The task
Which lines in the records below contain the string "pink"? Pick out each such line and copy it whole, treating uppercase and lowercase as different.

== == ==

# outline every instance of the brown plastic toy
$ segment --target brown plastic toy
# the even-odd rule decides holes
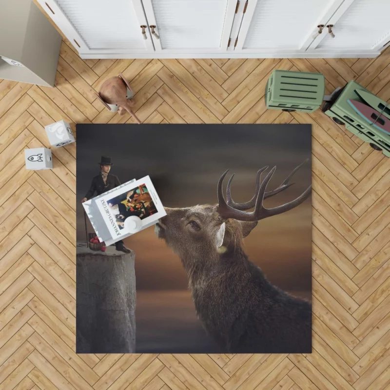
[[[127,96],[128,88],[131,91],[131,97],[129,98],[128,98]],[[116,111],[116,107],[110,107],[108,105],[116,106],[118,108],[119,115],[123,115],[125,111],[127,111],[139,124],[141,121],[131,109],[132,106],[135,104],[131,99],[133,95],[133,90],[130,85],[123,75],[119,73],[118,76],[110,77],[101,84],[98,97],[108,110]]]

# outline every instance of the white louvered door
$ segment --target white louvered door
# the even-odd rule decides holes
[[[313,42],[309,51],[382,50],[390,44],[390,0],[349,0],[328,21],[329,34]]]
[[[237,0],[142,0],[156,52],[226,50]]]
[[[234,51],[304,52],[343,1],[248,0]]]
[[[80,53],[154,51],[141,0],[38,1]]]

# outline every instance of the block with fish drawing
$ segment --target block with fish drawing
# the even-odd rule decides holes
[[[60,120],[45,126],[49,142],[52,146],[64,146],[75,142],[75,137],[69,124]]]
[[[52,151],[46,148],[24,149],[26,169],[38,171],[51,169],[53,168]]]

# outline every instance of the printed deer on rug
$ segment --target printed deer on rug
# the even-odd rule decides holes
[[[311,186],[285,204],[271,209],[263,205],[264,199],[293,184],[290,178],[306,162],[268,192],[266,188],[276,167],[262,182],[261,174],[268,167],[260,169],[255,195],[244,203],[232,198],[234,175],[228,183],[225,200],[222,183],[227,171],[218,182],[217,205],[165,208],[167,215],[156,226],[158,237],[181,260],[204,328],[227,352],[311,352],[311,304],[272,285],[243,249],[243,239],[258,221],[285,213],[310,196]],[[247,211],[253,208],[252,212]]]

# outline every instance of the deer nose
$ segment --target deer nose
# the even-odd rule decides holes
[[[165,210],[165,212],[167,213],[167,215],[169,215],[169,214],[172,213],[173,209],[171,209],[170,207],[164,207],[164,210]],[[163,217],[165,218],[165,217]]]

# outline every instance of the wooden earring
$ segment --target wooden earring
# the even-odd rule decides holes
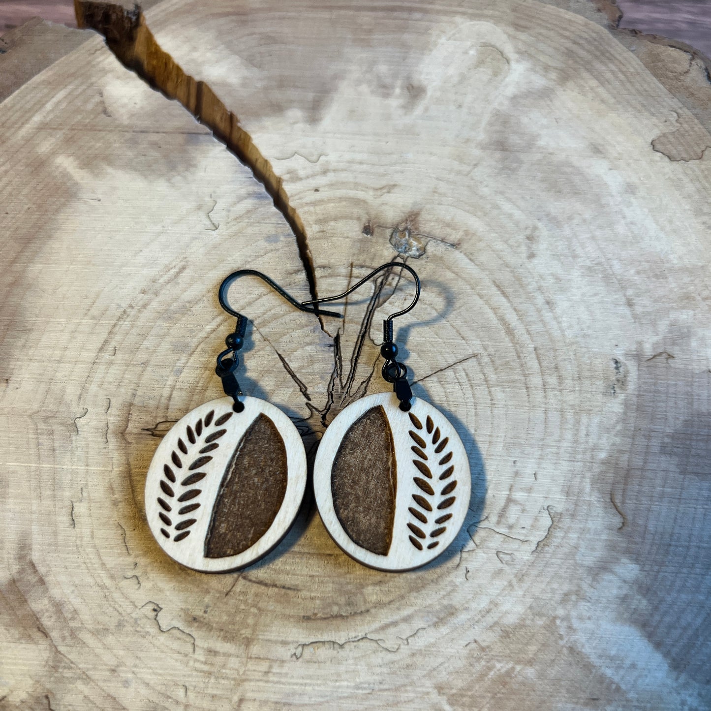
[[[146,517],[161,547],[204,572],[236,570],[266,555],[291,528],[306,488],[306,452],[294,423],[273,405],[245,396],[237,380],[247,319],[229,306],[227,291],[245,274],[316,313],[253,269],[235,272],[220,287],[220,304],[237,316],[215,368],[226,397],[196,407],[171,428],[154,455],[145,489]]]
[[[328,425],[314,466],[314,490],[324,525],[346,553],[380,570],[419,567],[440,555],[459,532],[469,506],[471,478],[464,446],[451,423],[414,397],[407,368],[395,359],[392,319],[412,309],[419,279],[407,264],[378,267],[336,301],[392,267],[415,277],[412,303],[383,324],[380,353],[392,392],[349,405]]]

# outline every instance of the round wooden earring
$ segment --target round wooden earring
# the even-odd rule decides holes
[[[146,479],[146,517],[173,560],[227,572],[266,555],[299,511],[306,458],[299,432],[257,397],[196,407],[156,450]]]
[[[236,570],[266,555],[294,523],[306,483],[306,451],[294,423],[269,402],[243,395],[237,380],[247,319],[230,306],[227,292],[245,275],[316,313],[255,269],[234,272],[220,287],[220,304],[237,316],[215,369],[228,397],[178,420],[146,477],[146,517],[156,540],[173,560],[203,572]]]
[[[471,493],[469,459],[449,421],[392,392],[348,405],[319,445],[314,490],[324,525],[352,558],[380,570],[429,563],[456,537]]]
[[[415,298],[383,322],[383,377],[392,392],[349,405],[328,425],[314,465],[314,491],[331,538],[358,562],[386,571],[411,570],[440,555],[456,538],[469,507],[469,461],[451,423],[413,397],[407,368],[395,360],[392,319],[419,298],[419,279],[402,262],[383,264],[343,299],[383,269],[415,278]]]

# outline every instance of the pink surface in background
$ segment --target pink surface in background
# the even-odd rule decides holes
[[[77,26],[73,0],[0,0],[0,34],[33,17]]]
[[[618,0],[620,27],[680,40],[711,58],[711,0]]]
[[[618,0],[617,4],[624,14],[620,27],[680,40],[711,58],[711,0]],[[0,0],[0,34],[38,16],[77,26],[73,0]]]

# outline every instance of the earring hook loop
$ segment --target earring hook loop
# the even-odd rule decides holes
[[[397,311],[395,314],[391,314],[389,316],[387,316],[387,319],[385,319],[385,322],[386,324],[392,323],[393,319],[397,319],[399,316],[404,316],[408,311],[412,311],[415,308],[415,304],[417,304],[417,301],[419,300],[419,293],[421,291],[421,287],[419,284],[419,277],[417,276],[417,272],[415,272],[412,267],[410,267],[409,264],[405,264],[403,262],[388,262],[387,264],[381,264],[377,269],[374,269],[367,277],[364,277],[363,279],[361,279],[360,281],[358,282],[358,284],[354,284],[348,291],[343,292],[343,294],[339,294],[338,296],[326,296],[324,299],[313,299],[309,301],[302,301],[301,303],[304,304],[322,304],[324,301],[338,301],[338,299],[343,299],[344,296],[347,296],[349,294],[352,294],[353,292],[356,291],[356,289],[359,289],[366,282],[373,279],[373,277],[375,277],[376,274],[378,274],[383,269],[390,269],[392,267],[400,267],[401,269],[404,269],[406,271],[409,272],[412,275],[412,278],[415,279],[415,297],[412,299],[412,301],[410,303],[410,306],[408,306],[406,309],[403,309],[402,311]],[[325,314],[326,311],[321,311],[321,313]]]
[[[315,309],[306,309],[303,304],[300,304],[297,301],[291,294],[287,294],[276,282],[272,279],[269,279],[269,277],[265,274],[262,274],[261,272],[257,272],[257,269],[237,269],[236,272],[232,272],[229,276],[225,277],[223,279],[223,283],[220,284],[220,290],[218,292],[218,298],[220,299],[220,306],[223,307],[231,316],[236,316],[237,319],[244,319],[242,314],[238,311],[235,311],[234,309],[230,306],[230,303],[228,301],[227,292],[232,286],[232,282],[236,281],[240,277],[258,277],[262,279],[262,282],[265,282],[269,287],[271,287],[279,296],[285,299],[292,306],[295,306],[299,311],[305,311],[306,314],[314,314],[316,316],[331,316],[336,319],[343,319],[343,314],[336,314],[335,311],[321,311],[318,306]],[[321,301],[322,299],[319,299]],[[304,304],[311,303],[310,301],[306,301]],[[318,303],[318,302],[314,302]]]

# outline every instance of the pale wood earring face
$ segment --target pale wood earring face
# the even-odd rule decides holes
[[[146,479],[146,517],[161,547],[195,570],[226,572],[266,555],[304,498],[306,453],[293,422],[257,397],[212,400],[164,437]]]
[[[413,398],[403,412],[392,392],[348,405],[319,445],[314,490],[333,540],[359,562],[410,570],[436,558],[466,515],[471,478],[449,421]]]

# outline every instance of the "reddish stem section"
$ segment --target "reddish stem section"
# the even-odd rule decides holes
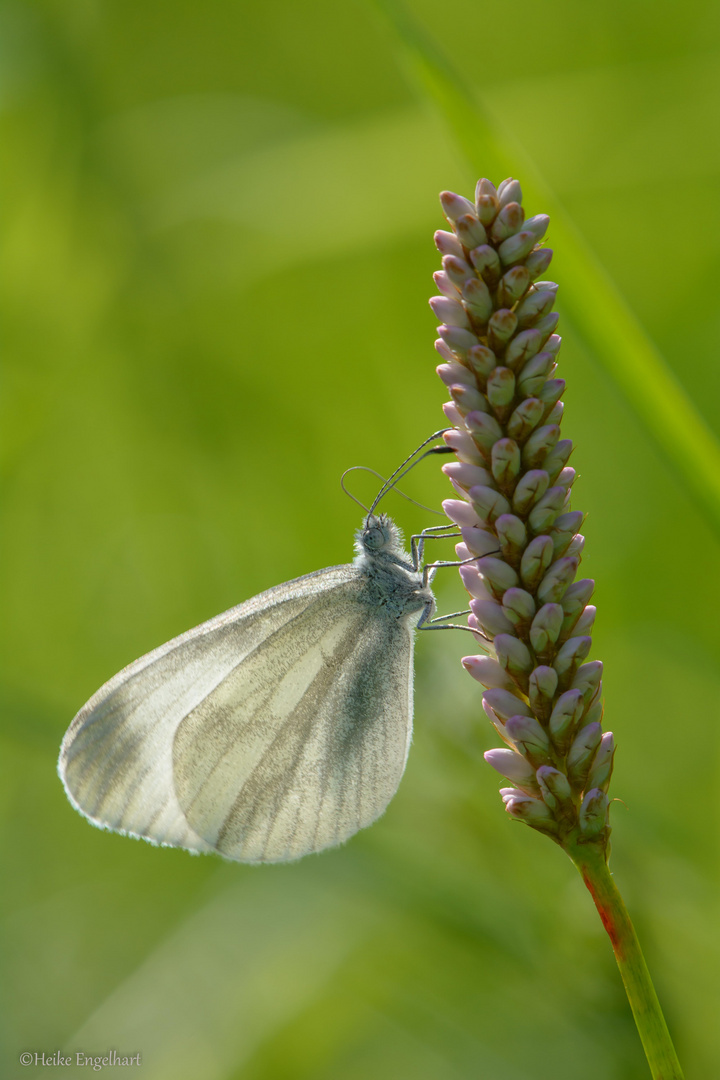
[[[566,850],[580,870],[612,943],[653,1080],[683,1080],[635,927],[608,869],[604,851],[599,846],[578,842],[569,843]]]

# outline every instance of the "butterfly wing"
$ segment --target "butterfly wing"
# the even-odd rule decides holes
[[[218,616],[120,672],[70,726],[59,772],[92,822],[281,861],[339,843],[395,793],[412,633],[332,567]]]

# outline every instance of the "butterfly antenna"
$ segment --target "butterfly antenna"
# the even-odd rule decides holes
[[[417,453],[417,451],[416,451],[416,453]],[[421,459],[421,460],[422,460],[422,459]],[[382,481],[383,485],[384,485],[384,484],[388,484],[388,483],[389,483],[389,481],[386,481],[386,480],[385,480],[385,477],[384,477],[384,476],[382,475],[382,473],[379,473],[377,469],[370,469],[370,467],[369,467],[369,465],[351,465],[351,468],[350,468],[350,469],[345,469],[345,471],[343,472],[343,474],[342,474],[342,477],[341,477],[341,480],[340,480],[340,487],[341,487],[341,488],[342,488],[342,490],[343,490],[343,491],[345,492],[345,495],[349,495],[349,496],[350,496],[350,498],[351,498],[351,499],[353,499],[353,500],[354,500],[354,501],[355,501],[355,502],[356,502],[356,503],[358,504],[358,507],[363,507],[363,510],[364,510],[364,511],[365,511],[365,513],[367,514],[367,513],[370,513],[370,511],[368,511],[367,507],[364,507],[364,505],[363,505],[363,503],[362,503],[362,502],[359,501],[359,499],[356,499],[356,498],[355,498],[355,496],[354,496],[354,495],[352,495],[352,494],[351,494],[351,492],[350,492],[350,491],[348,490],[348,488],[345,487],[345,485],[343,484],[343,480],[345,478],[345,476],[348,475],[348,473],[349,473],[349,472],[353,472],[353,471],[354,471],[354,470],[356,470],[356,469],[362,469],[362,470],[363,470],[363,472],[371,472],[373,476],[377,476],[377,477],[378,477],[378,480],[381,480],[381,481]],[[418,502],[418,500],[417,500],[417,499],[413,499],[413,498],[412,498],[412,496],[410,496],[410,495],[407,495],[407,494],[406,494],[405,491],[400,491],[399,487],[396,487],[396,486],[395,486],[395,484],[390,484],[390,487],[389,487],[389,490],[390,490],[390,488],[392,488],[392,489],[393,489],[394,491],[397,491],[397,494],[398,494],[398,495],[402,495],[402,496],[403,496],[403,498],[404,498],[404,499],[407,499],[407,501],[408,501],[408,502],[412,502],[412,503],[415,503],[415,505],[416,505],[416,507],[420,507],[420,509],[421,509],[421,510],[426,510],[429,514],[437,514],[437,515],[438,515],[438,517],[444,517],[444,516],[445,516],[444,514],[441,514],[441,513],[439,512],[439,510],[434,510],[434,509],[433,509],[432,507],[426,507],[426,505],[424,504],[424,502]],[[376,500],[376,501],[377,501],[377,500]]]
[[[384,482],[384,484],[382,485],[382,487],[378,491],[372,505],[368,510],[368,514],[375,513],[375,508],[378,505],[378,503],[380,502],[380,500],[385,497],[385,495],[391,489],[391,487],[394,487],[395,481],[402,480],[403,476],[405,476],[407,473],[409,473],[410,469],[413,469],[415,465],[417,465],[419,461],[422,461],[422,458],[427,457],[429,454],[451,454],[452,453],[452,450],[450,449],[449,446],[436,446],[436,447],[433,447],[432,450],[427,450],[425,454],[423,454],[422,457],[418,458],[417,461],[412,460],[415,458],[415,456],[420,453],[420,450],[423,448],[423,446],[427,446],[427,443],[432,443],[432,441],[434,438],[439,438],[439,436],[444,435],[446,431],[452,431],[452,428],[440,428],[439,431],[434,431],[432,435],[430,435],[427,438],[425,438],[424,442],[422,442],[420,444],[420,446],[417,446],[415,448],[415,450],[412,451],[412,454],[408,455],[408,457],[405,459],[405,461]],[[406,498],[407,498],[407,496],[406,496]],[[439,511],[435,510],[435,511],[433,511],[433,513],[438,514]],[[443,516],[443,515],[440,514],[440,516]]]

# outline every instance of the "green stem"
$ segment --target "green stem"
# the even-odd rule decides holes
[[[561,294],[567,314],[720,535],[720,444],[709,424],[511,132],[484,107],[400,0],[371,2],[392,27],[411,78],[435,104],[474,175],[515,171],[528,202],[549,214],[553,246],[567,270]]]
[[[635,927],[608,868],[603,852],[573,846],[568,854],[580,870],[608,931],[635,1023],[654,1080],[683,1080],[670,1032],[640,948]]]

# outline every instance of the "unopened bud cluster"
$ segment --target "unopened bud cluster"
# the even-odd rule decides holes
[[[513,818],[560,843],[607,845],[614,744],[601,728],[602,664],[586,659],[594,582],[575,580],[583,514],[570,509],[572,443],[560,437],[557,285],[539,280],[553,257],[541,246],[548,218],[525,217],[514,179],[440,202],[452,231],[435,234],[441,295],[430,303],[458,459],[444,471],[460,497],[444,508],[462,534],[468,624],[489,653],[463,664],[506,744],[485,756],[513,784],[501,788]]]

== == ==

Written solution
# outline every instance of the pink surface in background
$ segment --target pink surface in background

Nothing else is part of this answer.